Selected passage =
━━━━━━━━━━━━━━━━

By DAN WHITTLE
Some TV commercials are so stupid, I instantly click to the weather.
But there's a current one I like, to wit, the "Jockey" brand men's underwear commercial that closes its television spot with this robust manly claim: "Supporting Greatness!"
I think most men can identify with male under garments that claim to be "supporting greatness," whether it's true or not.
And I believe in the value of advertising that paid my mostly-modest media salary the past 50 years.
That recent TV commercial about male drawers made by the "Jockey" Co. takes me back to 1993, when as a foreign war correspondent, I caught some personal flack over a protective flak jacket while flying on U.S. military war machines over war-torn Bosnia.
My assignment for the hometown newspaper back in Tennessee was to cover the Tennessee Air National Guard and brave C-130 flight crews, flying relief missions of food, medicine and water to starving war refugees in Europe's latest holocaust where one brand of people, the Bosnian Serbs, were attempting genocide of folks not of their ethnic, political and religious persuasion.
You might get an understanding of my liking the recent TV commercial uplifting male undergarments "supporting greatness" by reading what now retired Lt. Col. Guard Public Information Officer Hooper Penuel of Lascassas penned as a chapter in my first published book: "Canalou: People, Culture, Bootheel Town."
As I said before, I believe in marketing.
But, Penuel best tells the story: "During our most dangerous missions over Sarajevo and Srebrenica, Bosnia, where our aircraft was hit multiple times by Serbian ground fire, Whittle decided to promote by attaching "Canalou" and "Toot's Restaurant" T-shirts to food and medicine parcels going out of our Guard C-130 aircraft to starving and wounded civil war refugees. I still wouldn't be surprised to see one of those T-shirts on CNN."
But now, as the late great radio Paul Harvey liked to say: "The Rest of the Story."
Penuel shares the details: "Before our flights into combat zones, we were issued flak jackets and Kevlar helmets for protection against possible enemy fire over Bosnia.
"Well, Whittle, the wonder boy from Canalou, Mo., knew what to do with his flak jacket. Lo and behold, we found him sitting on not one, but two flak jackets.
"When asked for an explanation, Whittle replied thusly: 'The Serbs don't have an air force. They're shooting from the ground up at our relief-flying planes. So in case I want to have a family one day, well, I'm sitting on my flak jackets ... you know, protecting the family jewels.' We took that to be some Canalou-inspired country boy logic, Whittle-style."
That analogy should help explain why I like male underwear Jockey brand TV commercial's claim of their male underwear: "Supporting Greatness."
And that's all I have to say about that!!

━━━━━━━━━━━━━━━━

Tasks to complete =
1 – Answer these questions about the column.
(a) In what year was the writer a foreign war correspondent flying over Bosnia?
(b) Which T-shirts did the writer attach to the food and medicine parcels?
(c) How many flak jackets was the writer found sitting on?
2 – Sum up the column in two sentences.
3 – Say whether each statement agrees with the column. Answer yes or no, and quote the words from the column that decide it.
(a) Advertising paid the writer's media salary over the past 50 years.
(b) The Serbs fired at the relief planes from their own aircraft.
(c) The Guard aircraft was never hit during the missions.

Segmentation mask data =
━━━━━━━━━━━━━━━━

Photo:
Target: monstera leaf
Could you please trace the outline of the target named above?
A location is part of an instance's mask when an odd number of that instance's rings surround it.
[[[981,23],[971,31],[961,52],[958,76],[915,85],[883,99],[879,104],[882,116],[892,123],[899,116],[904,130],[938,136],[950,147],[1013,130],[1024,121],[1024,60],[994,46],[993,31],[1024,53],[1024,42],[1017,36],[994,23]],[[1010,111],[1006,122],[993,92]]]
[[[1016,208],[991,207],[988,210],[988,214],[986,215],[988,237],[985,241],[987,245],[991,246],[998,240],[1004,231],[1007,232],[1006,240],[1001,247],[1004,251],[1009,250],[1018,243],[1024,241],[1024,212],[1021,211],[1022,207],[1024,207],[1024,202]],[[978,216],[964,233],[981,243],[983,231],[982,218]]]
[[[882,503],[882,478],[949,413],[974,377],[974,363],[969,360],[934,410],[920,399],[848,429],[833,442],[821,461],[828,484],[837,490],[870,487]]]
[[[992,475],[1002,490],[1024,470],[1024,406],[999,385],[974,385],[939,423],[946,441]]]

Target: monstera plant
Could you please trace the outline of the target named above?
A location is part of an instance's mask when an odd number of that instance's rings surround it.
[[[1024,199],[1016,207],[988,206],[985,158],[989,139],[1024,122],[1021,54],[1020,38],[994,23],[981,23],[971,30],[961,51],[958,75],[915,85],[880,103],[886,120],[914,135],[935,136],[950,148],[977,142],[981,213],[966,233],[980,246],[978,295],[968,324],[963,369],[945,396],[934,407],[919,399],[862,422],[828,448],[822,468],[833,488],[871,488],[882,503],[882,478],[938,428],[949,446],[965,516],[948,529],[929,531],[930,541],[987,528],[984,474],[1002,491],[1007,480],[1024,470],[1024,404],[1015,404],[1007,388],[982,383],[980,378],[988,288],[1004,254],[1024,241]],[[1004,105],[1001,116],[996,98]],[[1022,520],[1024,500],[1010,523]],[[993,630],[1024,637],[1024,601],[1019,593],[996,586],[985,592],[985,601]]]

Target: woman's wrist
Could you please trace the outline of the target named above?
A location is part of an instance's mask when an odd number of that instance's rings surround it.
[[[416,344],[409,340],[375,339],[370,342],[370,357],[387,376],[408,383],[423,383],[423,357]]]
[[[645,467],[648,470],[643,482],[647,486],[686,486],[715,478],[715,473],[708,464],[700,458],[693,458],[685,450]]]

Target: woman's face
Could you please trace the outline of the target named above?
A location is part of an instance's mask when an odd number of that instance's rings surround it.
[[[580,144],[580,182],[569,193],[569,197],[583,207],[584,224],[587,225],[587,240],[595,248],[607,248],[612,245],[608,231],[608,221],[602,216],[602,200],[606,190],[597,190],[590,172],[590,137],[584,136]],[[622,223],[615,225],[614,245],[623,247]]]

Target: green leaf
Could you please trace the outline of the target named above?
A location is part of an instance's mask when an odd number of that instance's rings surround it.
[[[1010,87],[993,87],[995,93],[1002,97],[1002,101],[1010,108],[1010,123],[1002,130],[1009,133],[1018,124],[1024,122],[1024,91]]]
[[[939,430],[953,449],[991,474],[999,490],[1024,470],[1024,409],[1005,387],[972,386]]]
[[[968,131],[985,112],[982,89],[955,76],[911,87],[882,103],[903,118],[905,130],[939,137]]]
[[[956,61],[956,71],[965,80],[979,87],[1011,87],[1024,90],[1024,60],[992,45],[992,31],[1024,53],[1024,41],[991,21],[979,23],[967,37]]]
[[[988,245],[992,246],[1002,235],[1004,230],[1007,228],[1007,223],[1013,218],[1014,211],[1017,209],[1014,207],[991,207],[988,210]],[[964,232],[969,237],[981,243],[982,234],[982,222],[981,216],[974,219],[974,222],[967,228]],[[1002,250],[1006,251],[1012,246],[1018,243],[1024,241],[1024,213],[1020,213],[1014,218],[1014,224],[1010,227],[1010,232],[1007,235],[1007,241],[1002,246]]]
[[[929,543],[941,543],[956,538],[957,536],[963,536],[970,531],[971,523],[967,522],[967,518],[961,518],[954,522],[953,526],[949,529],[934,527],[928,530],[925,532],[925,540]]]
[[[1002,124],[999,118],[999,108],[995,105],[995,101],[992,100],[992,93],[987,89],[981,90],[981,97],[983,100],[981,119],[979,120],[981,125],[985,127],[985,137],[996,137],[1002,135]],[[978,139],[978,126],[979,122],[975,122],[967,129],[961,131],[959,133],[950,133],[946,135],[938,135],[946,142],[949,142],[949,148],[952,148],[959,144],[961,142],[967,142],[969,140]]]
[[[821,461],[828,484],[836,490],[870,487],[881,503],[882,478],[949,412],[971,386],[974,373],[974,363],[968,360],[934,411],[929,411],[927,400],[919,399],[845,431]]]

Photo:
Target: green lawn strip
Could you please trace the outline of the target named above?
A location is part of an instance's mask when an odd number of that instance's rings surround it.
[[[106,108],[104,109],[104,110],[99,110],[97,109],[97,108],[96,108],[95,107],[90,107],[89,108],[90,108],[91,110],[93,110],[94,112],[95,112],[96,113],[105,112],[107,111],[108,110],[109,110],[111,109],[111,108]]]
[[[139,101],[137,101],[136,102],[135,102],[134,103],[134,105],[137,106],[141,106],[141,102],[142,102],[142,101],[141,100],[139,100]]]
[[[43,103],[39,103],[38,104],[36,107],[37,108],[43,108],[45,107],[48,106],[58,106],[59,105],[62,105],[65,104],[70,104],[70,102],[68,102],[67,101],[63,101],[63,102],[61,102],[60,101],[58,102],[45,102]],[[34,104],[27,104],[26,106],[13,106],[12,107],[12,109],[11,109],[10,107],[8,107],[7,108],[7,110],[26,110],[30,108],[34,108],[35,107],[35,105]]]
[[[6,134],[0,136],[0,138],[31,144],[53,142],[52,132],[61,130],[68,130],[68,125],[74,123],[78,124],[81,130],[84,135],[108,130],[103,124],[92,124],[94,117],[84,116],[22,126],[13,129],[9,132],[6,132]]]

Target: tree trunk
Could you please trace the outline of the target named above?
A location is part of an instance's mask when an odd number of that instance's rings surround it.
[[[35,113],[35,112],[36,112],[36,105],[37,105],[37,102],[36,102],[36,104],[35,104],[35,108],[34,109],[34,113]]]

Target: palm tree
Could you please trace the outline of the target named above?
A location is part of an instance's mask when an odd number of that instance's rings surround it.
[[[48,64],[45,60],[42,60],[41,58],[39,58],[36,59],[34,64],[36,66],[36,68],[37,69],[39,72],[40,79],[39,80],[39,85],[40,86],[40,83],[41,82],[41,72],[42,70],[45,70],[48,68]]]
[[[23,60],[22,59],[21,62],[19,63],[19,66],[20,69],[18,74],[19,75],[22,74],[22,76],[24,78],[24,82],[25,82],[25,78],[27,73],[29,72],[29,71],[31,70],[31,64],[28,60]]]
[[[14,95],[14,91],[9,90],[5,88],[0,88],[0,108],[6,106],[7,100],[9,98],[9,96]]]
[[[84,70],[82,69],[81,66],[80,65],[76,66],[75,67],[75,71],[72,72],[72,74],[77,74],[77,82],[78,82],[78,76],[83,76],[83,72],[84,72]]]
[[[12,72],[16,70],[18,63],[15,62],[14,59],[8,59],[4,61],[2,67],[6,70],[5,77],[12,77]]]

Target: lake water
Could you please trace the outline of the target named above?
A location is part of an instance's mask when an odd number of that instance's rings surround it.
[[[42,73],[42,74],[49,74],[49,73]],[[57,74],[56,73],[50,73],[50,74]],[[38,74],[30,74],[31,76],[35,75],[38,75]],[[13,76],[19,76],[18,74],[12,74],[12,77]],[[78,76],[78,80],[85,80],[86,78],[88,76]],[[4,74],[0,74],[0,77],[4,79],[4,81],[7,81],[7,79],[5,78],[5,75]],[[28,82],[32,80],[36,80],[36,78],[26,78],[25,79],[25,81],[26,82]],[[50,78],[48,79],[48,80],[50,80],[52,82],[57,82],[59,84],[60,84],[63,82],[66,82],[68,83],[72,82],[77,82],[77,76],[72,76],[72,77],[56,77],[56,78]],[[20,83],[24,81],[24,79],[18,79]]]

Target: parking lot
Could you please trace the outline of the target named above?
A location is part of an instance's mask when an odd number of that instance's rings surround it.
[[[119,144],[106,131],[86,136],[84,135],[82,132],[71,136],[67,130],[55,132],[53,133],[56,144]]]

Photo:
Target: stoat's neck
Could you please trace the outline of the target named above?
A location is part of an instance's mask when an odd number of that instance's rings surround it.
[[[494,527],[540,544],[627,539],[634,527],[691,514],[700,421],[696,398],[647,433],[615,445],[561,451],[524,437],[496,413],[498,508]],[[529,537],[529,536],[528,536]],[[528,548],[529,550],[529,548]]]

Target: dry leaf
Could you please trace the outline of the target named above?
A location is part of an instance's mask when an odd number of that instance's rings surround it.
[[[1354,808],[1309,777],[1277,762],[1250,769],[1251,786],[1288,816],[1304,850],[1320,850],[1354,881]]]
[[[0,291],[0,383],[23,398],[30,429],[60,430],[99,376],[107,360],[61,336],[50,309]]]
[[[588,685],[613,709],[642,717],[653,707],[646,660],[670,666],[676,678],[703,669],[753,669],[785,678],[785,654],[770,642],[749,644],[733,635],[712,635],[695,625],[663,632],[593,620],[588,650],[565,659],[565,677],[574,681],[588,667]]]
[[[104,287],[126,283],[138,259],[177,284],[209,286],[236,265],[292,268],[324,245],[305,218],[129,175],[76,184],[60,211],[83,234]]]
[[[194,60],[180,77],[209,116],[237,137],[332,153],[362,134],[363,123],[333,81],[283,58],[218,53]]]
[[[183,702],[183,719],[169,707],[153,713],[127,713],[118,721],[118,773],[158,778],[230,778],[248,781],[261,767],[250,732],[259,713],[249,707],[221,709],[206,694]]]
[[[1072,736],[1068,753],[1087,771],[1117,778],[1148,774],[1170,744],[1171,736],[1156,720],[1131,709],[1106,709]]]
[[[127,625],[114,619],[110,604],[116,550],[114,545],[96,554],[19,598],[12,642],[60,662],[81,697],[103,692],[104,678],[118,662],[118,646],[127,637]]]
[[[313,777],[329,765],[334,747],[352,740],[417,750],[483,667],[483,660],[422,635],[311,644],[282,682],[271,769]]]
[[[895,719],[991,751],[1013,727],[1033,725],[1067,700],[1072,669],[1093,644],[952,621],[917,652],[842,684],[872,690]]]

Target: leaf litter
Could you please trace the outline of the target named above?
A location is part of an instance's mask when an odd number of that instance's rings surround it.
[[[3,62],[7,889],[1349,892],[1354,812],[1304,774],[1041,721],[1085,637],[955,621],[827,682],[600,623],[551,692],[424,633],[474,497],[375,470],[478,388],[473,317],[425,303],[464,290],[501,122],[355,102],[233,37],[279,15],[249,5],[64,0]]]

━━━━━━━━━━━━━━━━

Per-task answers =
1 –
(a) 1993
(b) "Canalou" and "Toot's Restaurant" T-shirts
(c) Two

2 – The writer likes a Jockey men's underwear commercial that ends with the claim "Supporting Greatness!" because it takes him back to 1993, when he covered Tennessee Air National Guard relief flights over Bosnia as a foreign war correspondent. Retired Lt. Col. Hooper Penuel tells how the writer was found sitting on two flak jackets, explaining that the Serbs were shooting from the ground and he wanted to be able to have a family one day.

3 –
(a) Yes: "I believe in the value of advertising that paid my mostly-modest media salary the past 50 years."
(b) No: "The Serbs don't have an air force. They're shooting from the ground up at our relief-flying planes."
(c) No: "where our aircraft was hit multiple times by Serbian ground fire"